*Written problem*. Pick out every line in the data below that contains the string "house" and copy each one in full. Match case exactly.

*Provided data*.
**********

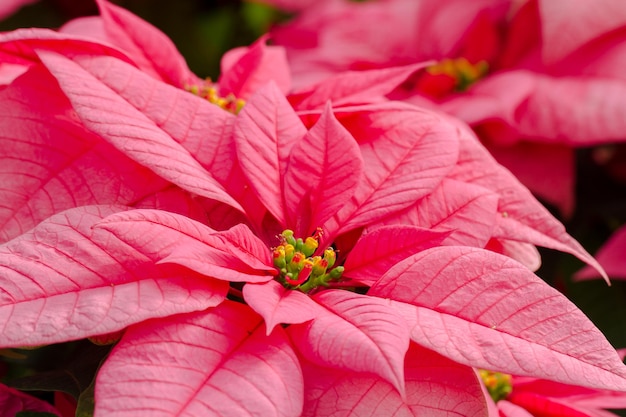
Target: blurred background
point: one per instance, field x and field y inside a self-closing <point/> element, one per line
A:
<point x="201" y="29"/>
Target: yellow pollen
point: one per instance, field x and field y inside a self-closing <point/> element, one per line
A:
<point x="298" y="268"/>
<point x="208" y="92"/>
<point x="464" y="72"/>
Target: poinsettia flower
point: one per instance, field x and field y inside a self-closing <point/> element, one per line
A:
<point x="176" y="223"/>
<point x="244" y="71"/>
<point x="534" y="78"/>
<point x="610" y="256"/>
<point x="163" y="275"/>
<point x="522" y="396"/>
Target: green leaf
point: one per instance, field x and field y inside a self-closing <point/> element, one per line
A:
<point x="86" y="401"/>
<point x="73" y="374"/>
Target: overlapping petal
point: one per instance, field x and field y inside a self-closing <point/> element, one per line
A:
<point x="407" y="152"/>
<point x="355" y="333"/>
<point x="76" y="168"/>
<point x="435" y="386"/>
<point x="323" y="171"/>
<point x="65" y="280"/>
<point x="233" y="255"/>
<point x="487" y="311"/>
<point x="377" y="251"/>
<point x="166" y="368"/>
<point x="109" y="115"/>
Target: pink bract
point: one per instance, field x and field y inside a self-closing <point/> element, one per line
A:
<point x="555" y="78"/>
<point x="131" y="205"/>
<point x="532" y="396"/>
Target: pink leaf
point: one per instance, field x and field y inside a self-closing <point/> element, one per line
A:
<point x="279" y="305"/>
<point x="466" y="211"/>
<point x="106" y="113"/>
<point x="65" y="280"/>
<point x="323" y="171"/>
<point x="233" y="255"/>
<point x="265" y="131"/>
<point x="407" y="152"/>
<point x="23" y="46"/>
<point x="548" y="170"/>
<point x="13" y="402"/>
<point x="377" y="251"/>
<point x="508" y="409"/>
<point x="202" y="128"/>
<point x="217" y="362"/>
<point x="9" y="7"/>
<point x="537" y="404"/>
<point x="562" y="21"/>
<point x="487" y="311"/>
<point x="148" y="47"/>
<point x="576" y="111"/>
<point x="356" y="333"/>
<point x="611" y="257"/>
<point x="522" y="217"/>
<point x="524" y="253"/>
<point x="352" y="87"/>
<point x="51" y="163"/>
<point x="435" y="387"/>
<point x="245" y="70"/>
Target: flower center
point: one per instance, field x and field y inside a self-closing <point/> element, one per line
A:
<point x="498" y="384"/>
<point x="298" y="268"/>
<point x="449" y="76"/>
<point x="463" y="72"/>
<point x="208" y="92"/>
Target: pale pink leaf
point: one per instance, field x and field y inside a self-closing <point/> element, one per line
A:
<point x="352" y="87"/>
<point x="218" y="362"/>
<point x="576" y="396"/>
<point x="377" y="251"/>
<point x="407" y="152"/>
<point x="22" y="46"/>
<point x="65" y="280"/>
<point x="566" y="26"/>
<point x="148" y="47"/>
<point x="435" y="387"/>
<point x="174" y="200"/>
<point x="50" y="163"/>
<point x="522" y="217"/>
<point x="13" y="402"/>
<point x="279" y="305"/>
<point x="576" y="111"/>
<point x="548" y="170"/>
<point x="323" y="171"/>
<point x="536" y="403"/>
<point x="611" y="257"/>
<point x="232" y="255"/>
<point x="245" y="70"/>
<point x="202" y="128"/>
<point x="488" y="311"/>
<point x="357" y="333"/>
<point x="265" y="131"/>
<point x="107" y="114"/>
<point x="524" y="253"/>
<point x="464" y="210"/>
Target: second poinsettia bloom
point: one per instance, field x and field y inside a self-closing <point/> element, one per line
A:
<point x="523" y="396"/>
<point x="535" y="79"/>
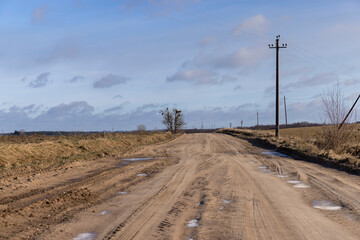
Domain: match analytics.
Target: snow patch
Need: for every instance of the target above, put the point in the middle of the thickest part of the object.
(85, 236)
(193, 223)
(325, 205)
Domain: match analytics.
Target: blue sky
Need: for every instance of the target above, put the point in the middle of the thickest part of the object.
(103, 65)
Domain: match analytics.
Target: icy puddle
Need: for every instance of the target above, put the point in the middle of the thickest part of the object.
(122, 193)
(276, 154)
(122, 164)
(294, 181)
(85, 236)
(139, 159)
(282, 176)
(325, 205)
(301, 185)
(226, 201)
(141, 174)
(193, 223)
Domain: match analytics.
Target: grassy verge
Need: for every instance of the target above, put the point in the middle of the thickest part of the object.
(299, 148)
(40, 152)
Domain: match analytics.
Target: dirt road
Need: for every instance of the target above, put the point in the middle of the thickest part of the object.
(202, 186)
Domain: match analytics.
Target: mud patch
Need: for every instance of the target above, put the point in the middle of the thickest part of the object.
(325, 205)
(275, 154)
(85, 236)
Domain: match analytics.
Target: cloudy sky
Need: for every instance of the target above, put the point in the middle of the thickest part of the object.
(113, 64)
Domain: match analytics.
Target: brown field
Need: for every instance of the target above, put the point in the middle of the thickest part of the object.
(302, 142)
(41, 152)
(201, 186)
(308, 133)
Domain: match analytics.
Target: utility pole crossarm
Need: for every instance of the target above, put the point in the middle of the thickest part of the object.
(277, 47)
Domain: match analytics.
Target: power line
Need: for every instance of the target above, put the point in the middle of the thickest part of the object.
(277, 47)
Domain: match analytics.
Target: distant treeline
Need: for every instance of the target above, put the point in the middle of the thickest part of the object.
(61, 133)
(292, 125)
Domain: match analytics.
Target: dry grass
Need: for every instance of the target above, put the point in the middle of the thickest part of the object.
(28, 153)
(303, 142)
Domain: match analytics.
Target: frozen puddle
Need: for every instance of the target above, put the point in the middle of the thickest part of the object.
(325, 205)
(193, 223)
(282, 176)
(138, 159)
(122, 193)
(301, 185)
(294, 181)
(122, 164)
(276, 154)
(85, 236)
(141, 174)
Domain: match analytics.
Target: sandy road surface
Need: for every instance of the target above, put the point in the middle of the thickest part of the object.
(206, 186)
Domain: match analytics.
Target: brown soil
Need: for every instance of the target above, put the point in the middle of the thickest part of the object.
(211, 178)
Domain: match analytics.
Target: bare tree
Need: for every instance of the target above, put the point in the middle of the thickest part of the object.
(141, 128)
(330, 137)
(173, 119)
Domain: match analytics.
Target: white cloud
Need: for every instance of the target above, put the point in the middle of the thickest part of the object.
(38, 15)
(110, 80)
(352, 82)
(195, 75)
(240, 58)
(318, 79)
(76, 79)
(256, 23)
(41, 81)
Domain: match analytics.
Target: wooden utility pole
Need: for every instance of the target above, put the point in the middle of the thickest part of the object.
(285, 111)
(349, 113)
(277, 47)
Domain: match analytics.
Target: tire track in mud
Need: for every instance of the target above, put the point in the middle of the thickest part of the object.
(41, 208)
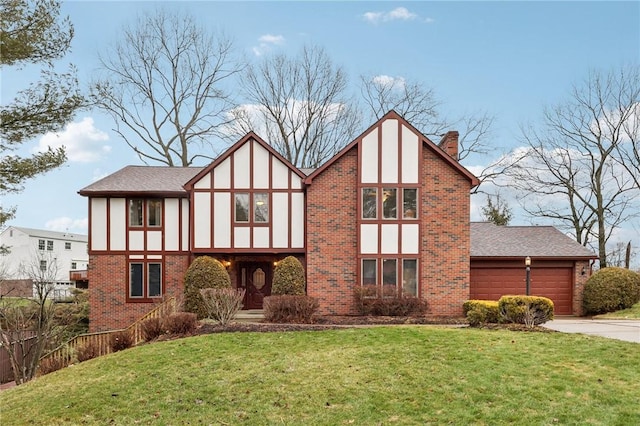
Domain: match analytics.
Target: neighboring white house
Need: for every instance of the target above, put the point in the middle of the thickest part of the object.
(57, 257)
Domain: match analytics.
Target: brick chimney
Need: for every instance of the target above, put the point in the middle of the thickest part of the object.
(449, 144)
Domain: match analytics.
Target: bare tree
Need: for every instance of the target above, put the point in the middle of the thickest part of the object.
(165, 87)
(299, 104)
(570, 171)
(497, 211)
(27, 329)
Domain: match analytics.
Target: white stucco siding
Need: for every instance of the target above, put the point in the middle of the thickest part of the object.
(261, 237)
(222, 175)
(389, 155)
(204, 182)
(368, 239)
(136, 240)
(390, 239)
(297, 220)
(280, 220)
(241, 167)
(117, 224)
(260, 166)
(410, 156)
(370, 157)
(410, 238)
(222, 218)
(172, 224)
(154, 240)
(280, 174)
(242, 237)
(98, 224)
(202, 219)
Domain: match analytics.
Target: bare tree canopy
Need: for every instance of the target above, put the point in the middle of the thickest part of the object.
(32, 32)
(419, 106)
(571, 169)
(300, 106)
(497, 211)
(165, 87)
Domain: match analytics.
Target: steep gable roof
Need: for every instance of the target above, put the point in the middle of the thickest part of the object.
(490, 240)
(248, 137)
(426, 142)
(143, 181)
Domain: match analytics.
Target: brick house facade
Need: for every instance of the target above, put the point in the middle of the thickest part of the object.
(388, 214)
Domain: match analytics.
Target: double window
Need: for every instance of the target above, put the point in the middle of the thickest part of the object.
(390, 277)
(145, 280)
(251, 207)
(145, 212)
(389, 203)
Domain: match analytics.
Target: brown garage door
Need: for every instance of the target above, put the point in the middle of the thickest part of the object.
(554, 283)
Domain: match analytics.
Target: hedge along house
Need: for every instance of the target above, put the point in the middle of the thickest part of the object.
(389, 213)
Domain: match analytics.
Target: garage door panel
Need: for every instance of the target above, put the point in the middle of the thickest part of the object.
(553, 283)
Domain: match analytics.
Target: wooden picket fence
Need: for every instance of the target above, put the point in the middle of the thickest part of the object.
(65, 354)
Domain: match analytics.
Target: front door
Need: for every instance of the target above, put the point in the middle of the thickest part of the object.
(255, 278)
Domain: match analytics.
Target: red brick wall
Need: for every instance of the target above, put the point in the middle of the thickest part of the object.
(332, 261)
(332, 238)
(108, 290)
(445, 244)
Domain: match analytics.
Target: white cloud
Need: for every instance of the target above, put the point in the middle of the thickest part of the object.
(66, 224)
(267, 41)
(396, 83)
(83, 142)
(397, 14)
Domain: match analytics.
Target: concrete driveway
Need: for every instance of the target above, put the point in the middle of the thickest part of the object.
(627, 330)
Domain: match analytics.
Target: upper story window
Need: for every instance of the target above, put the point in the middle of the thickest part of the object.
(253, 207)
(394, 203)
(143, 212)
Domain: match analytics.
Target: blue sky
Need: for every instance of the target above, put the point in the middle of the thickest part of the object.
(506, 58)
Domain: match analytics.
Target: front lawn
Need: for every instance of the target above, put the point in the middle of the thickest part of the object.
(400, 375)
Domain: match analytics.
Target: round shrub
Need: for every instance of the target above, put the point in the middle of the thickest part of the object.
(288, 278)
(204, 272)
(611, 289)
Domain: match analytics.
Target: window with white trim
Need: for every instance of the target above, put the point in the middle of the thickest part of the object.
(389, 277)
(145, 280)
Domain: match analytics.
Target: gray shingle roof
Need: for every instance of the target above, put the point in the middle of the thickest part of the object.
(143, 179)
(489, 240)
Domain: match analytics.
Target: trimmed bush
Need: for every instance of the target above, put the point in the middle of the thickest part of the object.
(290, 309)
(204, 272)
(611, 289)
(388, 306)
(288, 277)
(480, 312)
(527, 310)
(222, 304)
(181, 323)
(121, 340)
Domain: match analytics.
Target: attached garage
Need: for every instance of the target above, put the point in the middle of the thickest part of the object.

**********

*Task response*.
Target: neighboring white house
Target: brick house facade
Target: hedge along house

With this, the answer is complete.